| TASK DATA |
— begin —

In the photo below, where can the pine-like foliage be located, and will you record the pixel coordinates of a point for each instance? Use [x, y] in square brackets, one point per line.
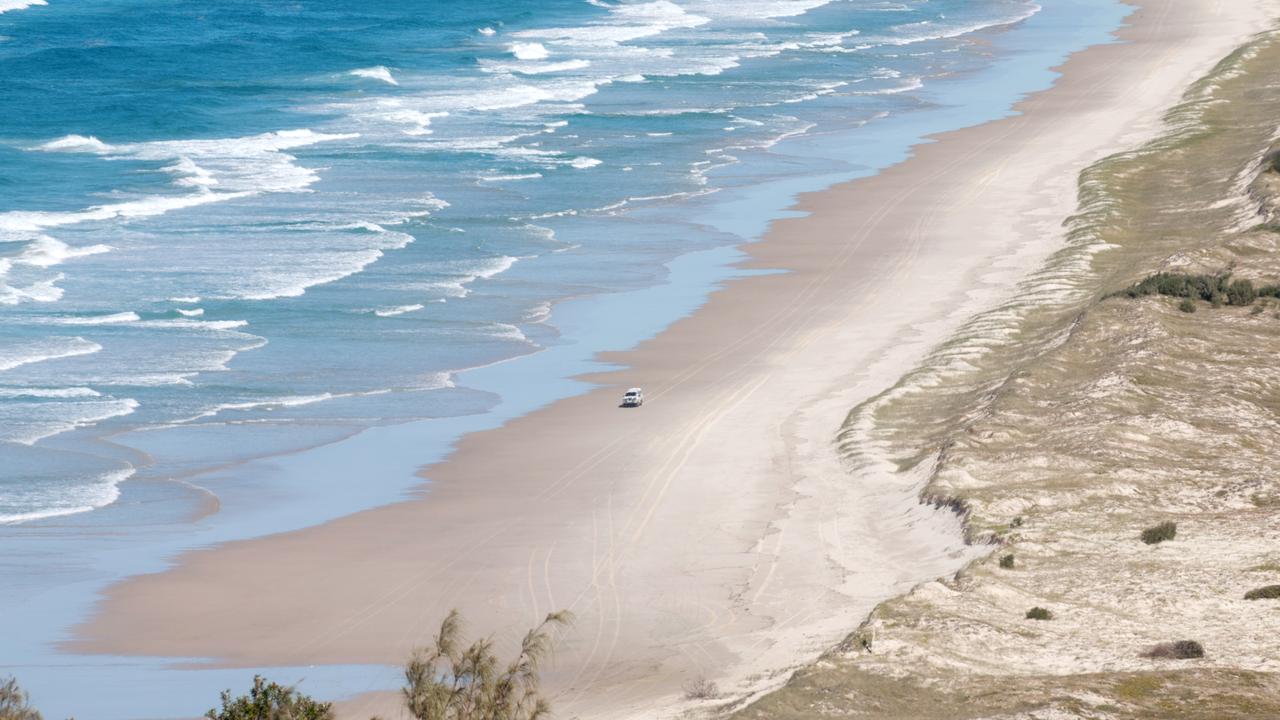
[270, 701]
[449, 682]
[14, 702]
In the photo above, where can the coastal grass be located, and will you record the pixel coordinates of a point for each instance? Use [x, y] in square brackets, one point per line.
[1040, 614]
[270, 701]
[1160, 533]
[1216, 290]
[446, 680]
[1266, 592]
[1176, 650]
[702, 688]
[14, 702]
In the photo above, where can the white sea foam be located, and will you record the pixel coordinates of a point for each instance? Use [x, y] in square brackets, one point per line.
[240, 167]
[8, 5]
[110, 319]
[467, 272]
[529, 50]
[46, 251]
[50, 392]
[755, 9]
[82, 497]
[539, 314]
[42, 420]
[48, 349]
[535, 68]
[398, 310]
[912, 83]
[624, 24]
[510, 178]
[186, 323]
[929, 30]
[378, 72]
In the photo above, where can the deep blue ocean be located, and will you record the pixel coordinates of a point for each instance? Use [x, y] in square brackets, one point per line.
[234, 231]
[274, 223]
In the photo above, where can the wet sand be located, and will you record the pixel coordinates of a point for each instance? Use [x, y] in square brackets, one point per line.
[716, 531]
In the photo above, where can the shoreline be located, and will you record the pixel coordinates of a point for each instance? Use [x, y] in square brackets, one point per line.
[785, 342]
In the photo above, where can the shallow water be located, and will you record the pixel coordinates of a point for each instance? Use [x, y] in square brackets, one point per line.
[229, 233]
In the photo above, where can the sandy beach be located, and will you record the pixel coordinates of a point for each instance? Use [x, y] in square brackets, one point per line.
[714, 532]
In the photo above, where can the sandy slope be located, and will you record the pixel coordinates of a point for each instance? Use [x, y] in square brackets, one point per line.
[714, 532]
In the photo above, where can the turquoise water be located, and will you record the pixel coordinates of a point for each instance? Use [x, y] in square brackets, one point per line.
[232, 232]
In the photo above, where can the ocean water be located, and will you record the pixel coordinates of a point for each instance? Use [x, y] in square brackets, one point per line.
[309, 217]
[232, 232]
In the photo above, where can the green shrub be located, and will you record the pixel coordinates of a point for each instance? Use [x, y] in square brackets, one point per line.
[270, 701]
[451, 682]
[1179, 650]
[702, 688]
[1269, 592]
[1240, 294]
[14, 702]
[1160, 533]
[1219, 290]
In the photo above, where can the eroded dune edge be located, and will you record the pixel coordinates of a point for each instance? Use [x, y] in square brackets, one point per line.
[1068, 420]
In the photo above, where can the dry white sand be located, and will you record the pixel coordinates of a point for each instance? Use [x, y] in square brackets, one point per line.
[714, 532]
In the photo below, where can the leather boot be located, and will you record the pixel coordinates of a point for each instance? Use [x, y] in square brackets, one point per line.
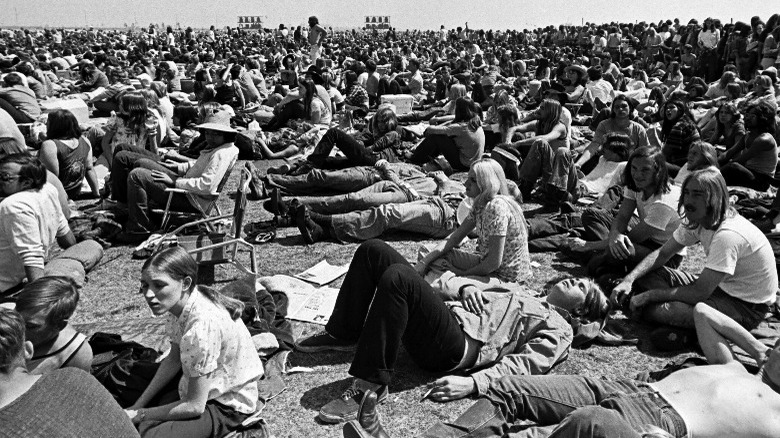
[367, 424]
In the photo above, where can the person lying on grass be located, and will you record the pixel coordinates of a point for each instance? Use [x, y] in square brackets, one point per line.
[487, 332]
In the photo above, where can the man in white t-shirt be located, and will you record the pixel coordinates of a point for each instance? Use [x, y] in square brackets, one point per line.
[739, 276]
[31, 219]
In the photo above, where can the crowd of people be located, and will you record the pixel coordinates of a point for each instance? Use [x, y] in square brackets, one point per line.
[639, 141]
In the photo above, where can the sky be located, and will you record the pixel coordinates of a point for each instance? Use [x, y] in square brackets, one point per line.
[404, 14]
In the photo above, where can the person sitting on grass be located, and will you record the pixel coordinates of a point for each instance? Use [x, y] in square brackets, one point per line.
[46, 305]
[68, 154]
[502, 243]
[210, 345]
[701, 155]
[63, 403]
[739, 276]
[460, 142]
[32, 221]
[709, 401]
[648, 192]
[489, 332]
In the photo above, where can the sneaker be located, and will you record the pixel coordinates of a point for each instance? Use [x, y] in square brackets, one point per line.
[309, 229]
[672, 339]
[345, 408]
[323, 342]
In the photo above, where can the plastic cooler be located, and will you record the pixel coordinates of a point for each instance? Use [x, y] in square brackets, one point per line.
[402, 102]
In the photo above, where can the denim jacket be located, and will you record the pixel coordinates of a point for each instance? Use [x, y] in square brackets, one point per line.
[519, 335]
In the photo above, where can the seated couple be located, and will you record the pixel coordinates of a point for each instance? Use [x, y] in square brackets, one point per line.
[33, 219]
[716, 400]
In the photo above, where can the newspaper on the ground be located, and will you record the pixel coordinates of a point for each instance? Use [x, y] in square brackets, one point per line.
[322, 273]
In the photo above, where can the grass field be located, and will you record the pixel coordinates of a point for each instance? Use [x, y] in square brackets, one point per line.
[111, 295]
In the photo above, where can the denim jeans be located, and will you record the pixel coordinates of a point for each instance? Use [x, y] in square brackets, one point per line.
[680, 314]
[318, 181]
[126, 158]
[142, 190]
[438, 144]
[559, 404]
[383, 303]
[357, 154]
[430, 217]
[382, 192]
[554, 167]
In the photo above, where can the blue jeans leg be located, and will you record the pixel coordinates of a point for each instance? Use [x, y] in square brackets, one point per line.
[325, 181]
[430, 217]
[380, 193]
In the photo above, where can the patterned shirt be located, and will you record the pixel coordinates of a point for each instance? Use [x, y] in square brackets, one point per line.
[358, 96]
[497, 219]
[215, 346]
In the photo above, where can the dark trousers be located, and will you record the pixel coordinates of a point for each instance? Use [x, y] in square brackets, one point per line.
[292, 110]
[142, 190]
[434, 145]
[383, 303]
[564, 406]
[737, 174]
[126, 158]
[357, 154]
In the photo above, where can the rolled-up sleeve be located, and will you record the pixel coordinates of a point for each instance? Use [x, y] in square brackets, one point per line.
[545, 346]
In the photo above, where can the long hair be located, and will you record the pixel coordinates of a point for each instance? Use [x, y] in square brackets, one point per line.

— end —

| AIM |
Reproduce each line exactly as it appears, omitting the pictures.

| TASK OUTPUT |
In the photo below, where can the pine-like foliage be located, and will you record the pixel coordinates of a point for each instance? Use [x, y] in square brackets, one point per line.
[270, 701]
[449, 682]
[14, 702]
In the photo above, where can the coastal grass be located, and will you record the pixel coordinates of a point for each instance? Use [x, y] in square brackets, one point per line.
[1040, 614]
[270, 701]
[1160, 533]
[1216, 290]
[446, 680]
[1266, 592]
[1176, 650]
[702, 688]
[14, 702]
In the photo above, where can the white sea foam be located, and will you record the pixel coordinates of a point for each instance? Use [x, y] in square brackets, one point per line.
[240, 167]
[8, 5]
[110, 319]
[467, 272]
[529, 50]
[46, 251]
[50, 392]
[755, 9]
[82, 497]
[539, 314]
[42, 420]
[48, 349]
[535, 68]
[398, 310]
[912, 83]
[624, 24]
[510, 178]
[186, 323]
[929, 30]
[378, 72]
In the photo above, where can the deep blue ocean be located, and will you record the pixel coordinates of a point for each instance? Use [x, y] in square brackets, one point per line.
[234, 231]
[274, 223]
In the photo above, where can the wet sand be located, and will you record the pixel coordinates of a point for each instance? Use [x, y] in square brackets, one point per line.
[716, 531]
In the photo above, where can the shoreline be located, and will you record the pixel coordinates of a point for each instance? Use [x, y] in square brackets, one point per line.
[785, 342]
In the photo above, where can the shallow water be located, and will you record the pixel coordinates of a point for each instance? Use [x, y] in square brackets, one point per line.
[229, 233]
In the photo above, where can the sandy beach be located, and will you record the pixel coordinates of a point for each instance? Use [x, y] in square brackets, one point per line.
[714, 532]
In the photo above, where can the sandy slope be located, and will you record the pixel coordinates of a point for each instance? Use [x, y] in square brackets, one point per line.
[714, 532]
In the photo above, where can the turquoise water be located, and will you record the pixel coordinates of a point for each instance? Use [x, y] in square brackets, one point per line.
[232, 232]
In the photo above, where can the ocean water be located, and will you record the pixel coordinates of a point for each instance? Use [x, y] in square brackets, one point per line.
[309, 217]
[232, 232]
In the photo above, where can the green shrub be located, and will you record the pixel coordinates of a point for each instance? Use [x, y] in square brackets, one point per line.
[270, 701]
[451, 682]
[1179, 650]
[702, 688]
[1269, 592]
[1240, 294]
[14, 702]
[1160, 533]
[1219, 290]
In the photo above, where can the eroded dune edge be located, and will you record the pixel coordinates of a point for each instance? Use [x, y] in square brackets, one point per line.
[1068, 420]
In the photo above, where can the dry white sand be located, and will you record the pixel coordinates of a point for each instance? Use [x, y] in square brackets, one point per line.
[714, 532]
In the photo below, where can the leather boot be located, and will you record the pixel coordinates of a point for each instance? Use [x, y] in square brackets, one point per line.
[367, 424]
In the photo above, where can the person lying on grass be located, and will you record the pixel coordinates of a point for each instance? Use [x, y] in square brackets, one point per line.
[487, 332]
In the photo above, where can the man in white t-shirt be located, and will you record the pixel coordinates of a point for each instance? Use [x, y] in square brackets, one point per line.
[739, 276]
[31, 219]
In the photo above, where can the crowd of people be located, and will you record the pixel coordinates of a point for each instance? Use [x, y] in square brackets, one point per line.
[639, 141]
In the photo above, where can the sky be located, and will you record the pixel coordinates of a point for each instance? Use [x, y] in square brackets, one point per line.
[404, 14]
In the photo above, where can the person sitting on grass be located, and will you record the pixel coordinates of a point for each instance? Use [x, y] in square brackets, one point per line.
[46, 305]
[68, 154]
[502, 243]
[210, 345]
[701, 155]
[63, 403]
[739, 276]
[460, 142]
[32, 221]
[709, 401]
[648, 192]
[489, 332]
In the photo above, where can the sneaker be located, and will you record the pixel coordinates of a point for each instance? Use [x, y] in square brackets, one point per line.
[309, 229]
[672, 339]
[345, 408]
[323, 342]
In the photo above, where can the plastic cooler be located, and will you record the pixel coordinates of a point for each instance? Use [x, y] in square brackets, one point per line.
[402, 102]
In the photo above, where can the denim jacket be located, and will you record the pixel coordinates of a point for each instance? Use [x, y] in square brackets, one point per line.
[519, 335]
In the photo above, where can the seated couple be located, and will you record the pixel coordinates of a point for each instance? Use [x, y] in square brackets, one point per line.
[33, 219]
[716, 400]
In the photo above, where can the newspaper on the ground be located, and will you record the pixel coordinates of a point for each instance? Use [x, y] in square brackets, one point per line.
[322, 273]
In the photo above, where can the grass field be located, and will you record the pixel coordinates of a point for each instance? Use [x, y] in square brackets, one point per line.
[111, 295]
In the photo above, where can the denim jeans be located, and will you record the pixel coordinates of a point for each instance? Use [x, y] in square brackets, one point per line.
[680, 314]
[318, 181]
[126, 158]
[142, 190]
[438, 144]
[559, 404]
[383, 303]
[357, 154]
[430, 217]
[382, 192]
[554, 167]
In the photo above, where can the blue jeans leg be located, and will you record the pixel coordinates of a point for each instance? Use [x, y] in square brackets, one point per line.
[325, 181]
[430, 217]
[380, 193]
In the photo above, where can the patterned shirt be located, and will you record the pixel coordinates of a point for each instance? Use [x, y] in square brackets, one point per line.
[358, 96]
[497, 219]
[215, 346]
In the photo above, where can the dark trousers be located, and will you record the pixel coordinates of a point for each instance? Use [x, y] in square brackets, one point per line.
[292, 110]
[142, 190]
[434, 145]
[383, 303]
[564, 406]
[737, 174]
[126, 158]
[357, 154]
In the photo above, where can the rolled-up sleeve be located, and will you record the pixel coordinates of a point for each instance? Use [x, y] in square brackets, one point per line.
[545, 346]
In the photo above, where can the long hair be located, and will you record the pixel coordinates of a point for each instance? Use [x, y] in square brackets, one point per line.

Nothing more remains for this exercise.